◆ Excerpted records:
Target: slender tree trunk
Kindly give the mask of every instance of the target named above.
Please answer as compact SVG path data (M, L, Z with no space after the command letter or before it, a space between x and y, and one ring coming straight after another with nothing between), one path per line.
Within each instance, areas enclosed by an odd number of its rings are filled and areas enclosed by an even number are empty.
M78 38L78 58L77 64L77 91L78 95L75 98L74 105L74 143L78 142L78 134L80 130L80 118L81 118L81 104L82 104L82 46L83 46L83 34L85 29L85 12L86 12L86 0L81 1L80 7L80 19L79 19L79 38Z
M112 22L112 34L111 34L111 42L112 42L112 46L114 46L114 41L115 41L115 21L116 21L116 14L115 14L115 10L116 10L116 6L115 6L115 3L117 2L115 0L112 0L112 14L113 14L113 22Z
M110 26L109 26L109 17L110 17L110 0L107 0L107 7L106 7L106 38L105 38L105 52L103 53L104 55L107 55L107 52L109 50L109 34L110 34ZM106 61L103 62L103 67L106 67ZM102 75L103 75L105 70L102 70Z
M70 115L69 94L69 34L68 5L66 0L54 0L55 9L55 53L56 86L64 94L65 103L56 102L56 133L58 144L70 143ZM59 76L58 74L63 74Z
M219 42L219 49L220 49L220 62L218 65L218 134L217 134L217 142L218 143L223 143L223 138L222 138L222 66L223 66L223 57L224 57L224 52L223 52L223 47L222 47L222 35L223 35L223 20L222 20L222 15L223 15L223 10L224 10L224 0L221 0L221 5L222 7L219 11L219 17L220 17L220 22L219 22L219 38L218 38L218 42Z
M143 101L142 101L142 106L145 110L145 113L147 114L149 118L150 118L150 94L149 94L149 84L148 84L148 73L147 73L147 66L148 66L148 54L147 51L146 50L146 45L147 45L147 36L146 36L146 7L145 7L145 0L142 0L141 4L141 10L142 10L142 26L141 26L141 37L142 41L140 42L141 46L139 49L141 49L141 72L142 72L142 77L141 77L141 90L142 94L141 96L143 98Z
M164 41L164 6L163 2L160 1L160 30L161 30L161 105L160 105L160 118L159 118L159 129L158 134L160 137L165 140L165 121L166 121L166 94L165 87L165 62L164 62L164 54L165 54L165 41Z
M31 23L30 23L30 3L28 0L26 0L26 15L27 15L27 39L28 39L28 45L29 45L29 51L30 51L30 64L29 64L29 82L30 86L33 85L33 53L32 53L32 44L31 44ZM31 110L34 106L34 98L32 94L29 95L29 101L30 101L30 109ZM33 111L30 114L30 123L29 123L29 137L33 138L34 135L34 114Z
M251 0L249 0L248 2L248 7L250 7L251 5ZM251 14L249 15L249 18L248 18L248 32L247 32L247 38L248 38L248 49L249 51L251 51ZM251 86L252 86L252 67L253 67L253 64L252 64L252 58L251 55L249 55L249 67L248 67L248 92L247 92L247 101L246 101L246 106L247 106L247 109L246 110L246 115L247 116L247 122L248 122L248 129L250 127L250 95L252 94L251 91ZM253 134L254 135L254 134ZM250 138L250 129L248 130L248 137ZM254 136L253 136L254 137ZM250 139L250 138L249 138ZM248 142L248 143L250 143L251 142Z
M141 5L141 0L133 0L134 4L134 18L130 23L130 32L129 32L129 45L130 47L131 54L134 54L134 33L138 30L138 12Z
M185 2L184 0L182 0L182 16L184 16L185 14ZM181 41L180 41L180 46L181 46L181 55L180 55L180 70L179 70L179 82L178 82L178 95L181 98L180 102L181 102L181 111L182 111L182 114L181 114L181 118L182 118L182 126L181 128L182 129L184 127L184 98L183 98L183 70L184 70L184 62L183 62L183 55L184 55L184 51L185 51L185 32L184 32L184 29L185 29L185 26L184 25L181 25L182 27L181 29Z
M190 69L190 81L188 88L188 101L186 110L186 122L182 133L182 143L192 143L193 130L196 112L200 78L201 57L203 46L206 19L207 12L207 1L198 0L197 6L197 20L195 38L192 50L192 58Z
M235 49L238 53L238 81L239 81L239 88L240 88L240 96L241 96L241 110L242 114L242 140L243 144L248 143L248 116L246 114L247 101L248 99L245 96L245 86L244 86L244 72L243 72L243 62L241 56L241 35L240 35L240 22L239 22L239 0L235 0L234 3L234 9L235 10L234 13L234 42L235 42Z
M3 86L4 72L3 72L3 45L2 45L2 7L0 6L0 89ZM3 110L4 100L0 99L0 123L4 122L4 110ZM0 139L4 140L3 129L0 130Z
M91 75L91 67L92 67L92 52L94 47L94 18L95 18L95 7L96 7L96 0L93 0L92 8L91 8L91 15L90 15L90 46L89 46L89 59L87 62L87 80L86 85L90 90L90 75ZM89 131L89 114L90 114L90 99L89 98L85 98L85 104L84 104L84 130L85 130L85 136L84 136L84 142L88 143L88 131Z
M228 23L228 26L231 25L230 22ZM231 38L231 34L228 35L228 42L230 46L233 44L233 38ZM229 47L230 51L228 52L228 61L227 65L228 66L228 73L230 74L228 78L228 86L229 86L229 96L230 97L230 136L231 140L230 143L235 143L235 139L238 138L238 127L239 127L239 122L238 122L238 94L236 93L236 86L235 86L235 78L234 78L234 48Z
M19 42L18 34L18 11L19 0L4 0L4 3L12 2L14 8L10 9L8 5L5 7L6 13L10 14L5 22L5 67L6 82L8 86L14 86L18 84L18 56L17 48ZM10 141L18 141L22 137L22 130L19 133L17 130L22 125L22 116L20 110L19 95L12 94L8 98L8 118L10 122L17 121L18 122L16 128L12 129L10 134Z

◆ Problem description: Copy all of the records above, reproducing each line character for character.

◆ Result of the task:
Target: slender tree trunk
Kindly give the mask of every instance of the target named above.
Please answer as compact SVG path data (M, L, Z with no space after the command letter or before it, a space between x and y, and one ring coming straight after another with nothing between), one path per line.
Within each instance, areas enclosed by an odd number of its rings are filled and areas enclosed by an even number are empty.
M78 38L78 58L77 64L77 91L78 95L75 98L74 105L74 143L78 142L78 134L80 130L80 118L81 118L81 104L82 104L82 46L83 46L83 34L85 29L85 12L86 12L86 0L81 1L80 7L80 19L79 19L79 38Z
M112 22L112 34L111 34L111 42L112 42L112 46L114 46L114 41L115 41L115 21L116 21L116 14L115 14L115 10L116 10L116 6L115 6L115 3L117 2L115 0L112 0L112 14L113 14L113 22Z
M110 26L109 26L109 17L110 17L110 0L107 0L107 7L106 7L106 38L105 38L105 52L103 53L104 55L107 55L107 52L109 50L109 34L110 34ZM106 61L103 62L103 67L106 67ZM102 75L103 75L105 70L102 70Z
M70 115L69 94L69 34L68 5L66 0L54 0L55 9L55 53L56 86L64 94L65 103L56 102L56 133L58 144L70 143ZM59 76L58 74L63 74Z
M219 42L219 49L220 49L220 62L218 65L218 134L217 134L217 142L218 143L223 143L223 138L222 138L222 66L223 66L223 57L224 57L224 52L223 52L223 47L222 47L222 35L223 35L223 20L222 20L222 15L223 15L223 10L224 10L224 0L221 0L221 5L222 7L219 11L219 17L220 17L220 22L219 22L219 38L218 38L218 42Z
M143 101L142 101L142 106L145 110L145 113L147 114L149 118L150 118L150 94L149 94L149 84L148 84L148 73L147 73L147 66L148 66L148 54L147 51L146 50L146 45L147 45L147 36L146 36L146 7L145 7L145 0L142 0L141 4L141 10L142 10L142 26L141 26L141 37L142 41L140 42L141 46L139 49L141 49L141 72L142 72L142 77L141 77L141 90L142 94L141 96L143 98Z
M164 41L164 6L163 2L160 1L160 30L161 30L161 105L160 105L160 118L159 118L159 129L158 134L160 137L165 140L165 121L166 121L166 94L165 87L165 62L164 62L164 54L165 54L165 41Z
M31 23L30 23L30 3L28 0L26 0L26 15L27 15L27 39L28 39L28 45L29 45L29 51L30 51L30 64L29 64L29 82L30 86L33 85L33 53L32 53L32 44L31 44ZM31 110L34 106L34 98L32 94L29 95L29 101L30 101L30 109ZM33 111L30 114L30 123L29 123L29 137L33 138L34 135L34 114Z
M251 0L249 0L248 2L248 7L250 7L251 5ZM251 14L249 15L249 18L248 18L248 32L247 32L247 38L248 38L248 49L249 51L251 51ZM251 86L252 86L252 67L253 67L253 64L252 64L252 58L251 55L249 55L249 67L248 67L248 92L247 92L247 101L246 101L246 106L247 106L247 109L246 110L246 115L247 116L247 122L248 122L248 129L250 127L250 95L252 94L251 91ZM253 134L254 135L254 134ZM250 138L250 129L248 130L248 137ZM254 136L253 136L254 137ZM250 139L250 138L249 138ZM248 142L248 143L250 143L251 142Z
M141 5L141 0L133 0L134 4L134 18L130 23L130 32L129 32L129 45L130 47L131 54L134 54L134 33L138 30L138 12Z
M185 2L184 0L182 0L182 16L184 16L185 14ZM181 41L180 41L180 46L181 46L181 55L180 55L180 70L179 70L179 82L178 82L178 95L181 98L180 102L181 102L181 111L182 111L182 114L181 114L181 118L182 118L182 126L181 128L182 129L184 127L184 98L183 98L183 70L184 70L184 62L183 62L183 55L184 55L184 51L185 51L185 32L184 32L184 29L185 29L185 26L184 25L181 25L182 27L181 29Z
M190 69L190 81L188 88L188 101L186 110L186 122L182 133L182 143L192 143L193 130L196 112L200 78L201 57L203 46L206 19L207 12L207 1L198 0L197 6L197 20L195 38L192 50L192 58Z
M235 49L238 53L238 81L239 81L239 88L240 88L240 96L241 96L241 110L242 114L242 140L243 144L248 143L248 116L246 114L247 101L248 99L245 96L245 86L244 86L244 72L243 72L243 62L241 56L241 35L240 35L240 22L239 22L239 0L235 0L234 3L234 9L235 10L234 13L234 42L235 42Z
M3 86L4 72L3 72L3 45L2 45L2 7L0 6L0 89ZM3 110L4 100L0 99L0 123L4 122L4 110ZM0 139L4 140L3 129L0 130Z
M91 75L91 67L92 67L92 52L94 47L94 18L95 18L95 7L96 7L96 0L93 0L92 8L91 8L91 15L90 15L90 46L89 46L89 59L87 62L87 80L86 85L90 90L90 75ZM89 131L89 114L90 114L90 99L89 98L85 98L85 104L84 104L84 130L85 130L85 136L84 136L84 142L88 143L88 131Z
M228 23L228 26L231 25L230 22ZM231 38L231 34L228 35L228 42L230 46L233 44L233 38ZM229 47L230 51L228 52L228 61L227 65L228 66L228 73L230 74L228 78L228 86L229 86L229 96L230 97L230 136L231 140L230 143L235 143L235 139L238 138L238 127L239 127L239 122L238 122L238 94L236 93L236 86L235 86L235 78L234 78L234 48Z
M19 42L18 34L18 11L19 0L4 0L4 3L12 2L14 8L10 9L8 5L5 7L6 13L10 14L5 22L5 67L6 82L8 86L14 86L18 84L18 56L17 48ZM10 141L18 141L22 137L22 130L19 133L17 130L22 125L22 116L20 110L19 95L12 94L8 98L8 118L10 122L17 121L18 122L16 128L12 129L10 134Z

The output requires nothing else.